EXCERPTED RECORDS |

——

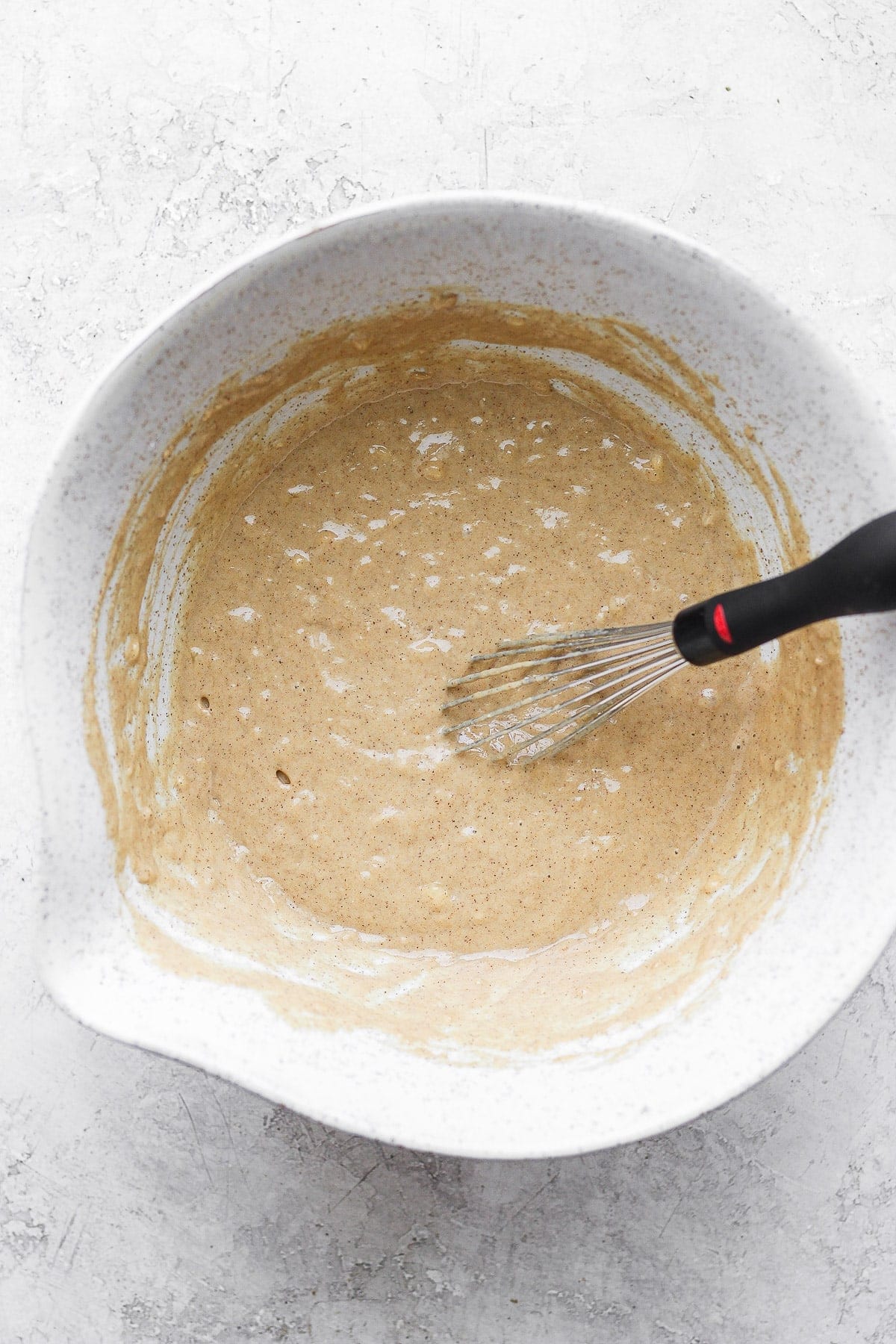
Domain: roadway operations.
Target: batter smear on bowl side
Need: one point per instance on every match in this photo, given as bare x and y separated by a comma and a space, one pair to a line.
269, 742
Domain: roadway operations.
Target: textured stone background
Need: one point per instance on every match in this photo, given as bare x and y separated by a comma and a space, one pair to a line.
143, 143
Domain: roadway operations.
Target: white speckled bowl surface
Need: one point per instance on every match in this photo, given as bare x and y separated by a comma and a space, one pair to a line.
836, 457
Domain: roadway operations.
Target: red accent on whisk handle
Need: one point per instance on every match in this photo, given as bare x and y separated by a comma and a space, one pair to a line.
856, 576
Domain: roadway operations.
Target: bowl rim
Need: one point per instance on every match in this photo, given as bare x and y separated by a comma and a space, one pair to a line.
768, 1062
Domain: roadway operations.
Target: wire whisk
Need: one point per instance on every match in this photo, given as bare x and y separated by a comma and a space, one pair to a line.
573, 683
582, 680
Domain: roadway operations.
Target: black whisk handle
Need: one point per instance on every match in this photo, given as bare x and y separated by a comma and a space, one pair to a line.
856, 576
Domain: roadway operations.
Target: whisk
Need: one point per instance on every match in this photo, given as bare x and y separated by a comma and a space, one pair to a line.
544, 692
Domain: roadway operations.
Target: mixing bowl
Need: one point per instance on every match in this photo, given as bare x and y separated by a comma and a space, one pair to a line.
815, 430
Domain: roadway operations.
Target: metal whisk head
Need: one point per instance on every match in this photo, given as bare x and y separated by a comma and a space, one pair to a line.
582, 680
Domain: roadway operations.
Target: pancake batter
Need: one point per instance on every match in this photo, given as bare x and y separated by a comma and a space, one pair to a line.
305, 784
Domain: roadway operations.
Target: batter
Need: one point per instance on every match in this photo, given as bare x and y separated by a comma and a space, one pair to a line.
304, 785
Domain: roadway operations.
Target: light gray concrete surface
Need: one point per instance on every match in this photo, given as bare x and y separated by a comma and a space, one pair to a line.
143, 143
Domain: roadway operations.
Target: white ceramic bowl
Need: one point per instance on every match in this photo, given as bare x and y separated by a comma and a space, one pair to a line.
828, 929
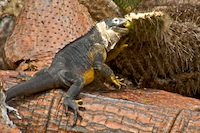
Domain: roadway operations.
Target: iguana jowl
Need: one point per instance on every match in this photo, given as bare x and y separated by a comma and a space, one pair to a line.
74, 65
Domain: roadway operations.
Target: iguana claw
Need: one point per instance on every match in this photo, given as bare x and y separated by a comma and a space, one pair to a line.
117, 81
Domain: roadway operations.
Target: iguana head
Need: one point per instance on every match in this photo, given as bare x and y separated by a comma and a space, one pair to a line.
111, 30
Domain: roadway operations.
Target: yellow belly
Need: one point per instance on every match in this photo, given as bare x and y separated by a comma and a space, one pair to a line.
88, 76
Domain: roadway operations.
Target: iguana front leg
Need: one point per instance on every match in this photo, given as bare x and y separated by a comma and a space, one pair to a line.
108, 73
77, 83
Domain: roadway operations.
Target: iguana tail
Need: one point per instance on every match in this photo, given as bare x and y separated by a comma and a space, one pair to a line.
37, 84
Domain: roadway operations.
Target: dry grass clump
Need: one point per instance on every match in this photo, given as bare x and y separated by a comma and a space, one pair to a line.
162, 54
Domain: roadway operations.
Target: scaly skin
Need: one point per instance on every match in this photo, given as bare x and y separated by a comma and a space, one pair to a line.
74, 65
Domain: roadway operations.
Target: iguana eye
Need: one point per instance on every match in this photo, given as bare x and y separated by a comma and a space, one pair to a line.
115, 20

——

INSTRUCTIONS FOR THE TASK | Pick out and copy every line of the items above that contains the word "handle". Match case exactly.

WRITTEN ANSWER |
Target: red accent on whisk handle
Target: black whisk handle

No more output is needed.